TO DO: Only one stretch of the data is wanted: the line containing "negative clicks: (152, 113)", the line containing "positive clicks: (277, 91)", and every line between them, copied exactly.

Dataset records:

[Start of Attachment]

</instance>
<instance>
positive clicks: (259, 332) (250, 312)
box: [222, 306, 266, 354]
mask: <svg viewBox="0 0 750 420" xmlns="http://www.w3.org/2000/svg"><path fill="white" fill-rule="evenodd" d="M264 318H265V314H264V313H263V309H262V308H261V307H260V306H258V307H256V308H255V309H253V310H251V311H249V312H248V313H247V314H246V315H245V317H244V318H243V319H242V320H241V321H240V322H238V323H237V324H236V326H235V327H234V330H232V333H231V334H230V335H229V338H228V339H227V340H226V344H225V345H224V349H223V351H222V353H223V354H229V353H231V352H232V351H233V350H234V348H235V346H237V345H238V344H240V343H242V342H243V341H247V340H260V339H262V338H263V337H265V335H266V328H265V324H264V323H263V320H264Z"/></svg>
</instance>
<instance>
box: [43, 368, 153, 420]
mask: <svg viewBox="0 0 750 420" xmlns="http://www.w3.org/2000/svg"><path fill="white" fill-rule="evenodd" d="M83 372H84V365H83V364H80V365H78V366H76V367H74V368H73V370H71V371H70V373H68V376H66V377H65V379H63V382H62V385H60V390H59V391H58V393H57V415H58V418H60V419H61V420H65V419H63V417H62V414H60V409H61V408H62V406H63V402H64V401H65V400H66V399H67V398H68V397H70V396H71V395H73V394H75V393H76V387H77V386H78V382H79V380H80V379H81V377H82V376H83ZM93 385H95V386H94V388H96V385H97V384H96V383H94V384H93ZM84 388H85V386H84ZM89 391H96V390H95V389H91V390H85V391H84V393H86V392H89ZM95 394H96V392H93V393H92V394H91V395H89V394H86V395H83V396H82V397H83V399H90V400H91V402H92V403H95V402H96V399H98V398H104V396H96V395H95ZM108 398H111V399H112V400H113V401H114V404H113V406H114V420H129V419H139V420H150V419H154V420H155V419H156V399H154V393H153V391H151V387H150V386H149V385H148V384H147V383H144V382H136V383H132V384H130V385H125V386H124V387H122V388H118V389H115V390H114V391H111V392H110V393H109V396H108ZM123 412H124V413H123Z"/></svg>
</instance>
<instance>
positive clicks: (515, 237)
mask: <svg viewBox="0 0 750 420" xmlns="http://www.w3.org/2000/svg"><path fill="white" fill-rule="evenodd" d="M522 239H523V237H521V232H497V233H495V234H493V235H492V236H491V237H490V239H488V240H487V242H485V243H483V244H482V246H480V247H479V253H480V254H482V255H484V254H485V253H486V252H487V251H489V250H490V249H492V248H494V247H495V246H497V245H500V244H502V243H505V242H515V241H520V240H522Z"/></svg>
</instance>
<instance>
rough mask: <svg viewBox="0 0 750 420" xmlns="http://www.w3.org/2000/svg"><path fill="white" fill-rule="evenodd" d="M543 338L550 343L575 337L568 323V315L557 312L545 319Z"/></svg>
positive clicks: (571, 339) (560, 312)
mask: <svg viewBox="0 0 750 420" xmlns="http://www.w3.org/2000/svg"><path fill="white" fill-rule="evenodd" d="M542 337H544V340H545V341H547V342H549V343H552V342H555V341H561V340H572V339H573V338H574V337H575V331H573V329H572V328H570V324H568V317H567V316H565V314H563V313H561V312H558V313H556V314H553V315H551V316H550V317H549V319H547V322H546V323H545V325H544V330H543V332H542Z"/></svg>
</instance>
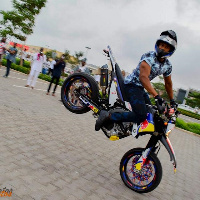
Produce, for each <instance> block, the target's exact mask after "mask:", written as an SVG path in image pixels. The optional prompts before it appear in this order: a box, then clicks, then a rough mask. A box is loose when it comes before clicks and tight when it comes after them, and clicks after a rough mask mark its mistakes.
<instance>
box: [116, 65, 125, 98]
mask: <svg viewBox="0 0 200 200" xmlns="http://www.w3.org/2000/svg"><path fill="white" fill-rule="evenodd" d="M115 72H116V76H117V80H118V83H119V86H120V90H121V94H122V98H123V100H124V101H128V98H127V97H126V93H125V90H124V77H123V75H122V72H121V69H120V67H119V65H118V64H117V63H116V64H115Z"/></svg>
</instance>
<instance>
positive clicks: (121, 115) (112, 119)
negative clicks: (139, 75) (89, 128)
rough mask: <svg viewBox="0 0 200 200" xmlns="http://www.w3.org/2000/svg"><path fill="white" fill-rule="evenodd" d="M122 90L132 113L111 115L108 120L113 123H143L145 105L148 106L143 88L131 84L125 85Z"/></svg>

[End of Attachment]
[Start of Attachment]

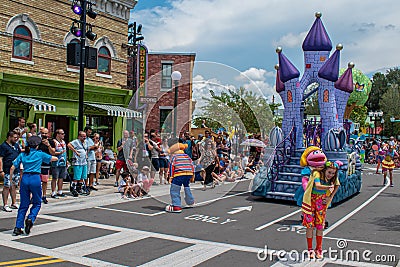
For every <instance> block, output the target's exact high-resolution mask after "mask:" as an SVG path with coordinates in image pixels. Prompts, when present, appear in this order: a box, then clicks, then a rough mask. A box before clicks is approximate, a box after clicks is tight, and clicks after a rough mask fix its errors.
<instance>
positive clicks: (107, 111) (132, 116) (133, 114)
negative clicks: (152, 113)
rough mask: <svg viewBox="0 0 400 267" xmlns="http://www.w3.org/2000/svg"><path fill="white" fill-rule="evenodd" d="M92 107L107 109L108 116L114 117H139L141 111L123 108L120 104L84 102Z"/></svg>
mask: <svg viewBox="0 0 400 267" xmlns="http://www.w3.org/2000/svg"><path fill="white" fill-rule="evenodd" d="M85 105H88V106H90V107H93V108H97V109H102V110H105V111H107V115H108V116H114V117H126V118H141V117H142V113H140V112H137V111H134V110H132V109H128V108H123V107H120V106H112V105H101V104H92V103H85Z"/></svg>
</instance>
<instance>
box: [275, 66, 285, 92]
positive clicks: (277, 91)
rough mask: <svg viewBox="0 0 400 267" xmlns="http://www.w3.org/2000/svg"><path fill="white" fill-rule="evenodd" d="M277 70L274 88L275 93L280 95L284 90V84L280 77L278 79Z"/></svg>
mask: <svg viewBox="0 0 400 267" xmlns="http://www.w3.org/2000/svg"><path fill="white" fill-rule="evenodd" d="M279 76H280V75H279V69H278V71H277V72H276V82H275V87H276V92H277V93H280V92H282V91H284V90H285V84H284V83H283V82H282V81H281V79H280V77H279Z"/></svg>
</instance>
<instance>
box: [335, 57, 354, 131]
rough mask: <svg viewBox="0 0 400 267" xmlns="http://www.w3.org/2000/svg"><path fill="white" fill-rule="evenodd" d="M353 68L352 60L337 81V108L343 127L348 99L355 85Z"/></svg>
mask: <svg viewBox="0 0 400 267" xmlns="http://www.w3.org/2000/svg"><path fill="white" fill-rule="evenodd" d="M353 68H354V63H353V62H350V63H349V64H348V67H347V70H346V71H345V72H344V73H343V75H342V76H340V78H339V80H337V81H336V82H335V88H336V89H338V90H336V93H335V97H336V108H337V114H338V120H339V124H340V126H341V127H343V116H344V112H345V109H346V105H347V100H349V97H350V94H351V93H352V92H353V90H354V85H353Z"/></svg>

[End of Attachment]

ANSWER SECTION:
negative clicks: (152, 113)
rough mask: <svg viewBox="0 0 400 267" xmlns="http://www.w3.org/2000/svg"><path fill="white" fill-rule="evenodd" d="M92 107L107 109L108 116L114 117H139L141 111L123 108L120 104L84 102Z"/></svg>
mask: <svg viewBox="0 0 400 267" xmlns="http://www.w3.org/2000/svg"><path fill="white" fill-rule="evenodd" d="M85 105H88V106H90V107H93V108H97V109H102V110H105V111H107V115H108V116H114V117H126V118H141V117H142V113H140V112H137V111H134V110H132V109H128V108H123V107H120V106H112V105H101V104H92V103H85Z"/></svg>
</instance>
<instance>
box: [275, 66, 285, 92]
positive clicks: (277, 91)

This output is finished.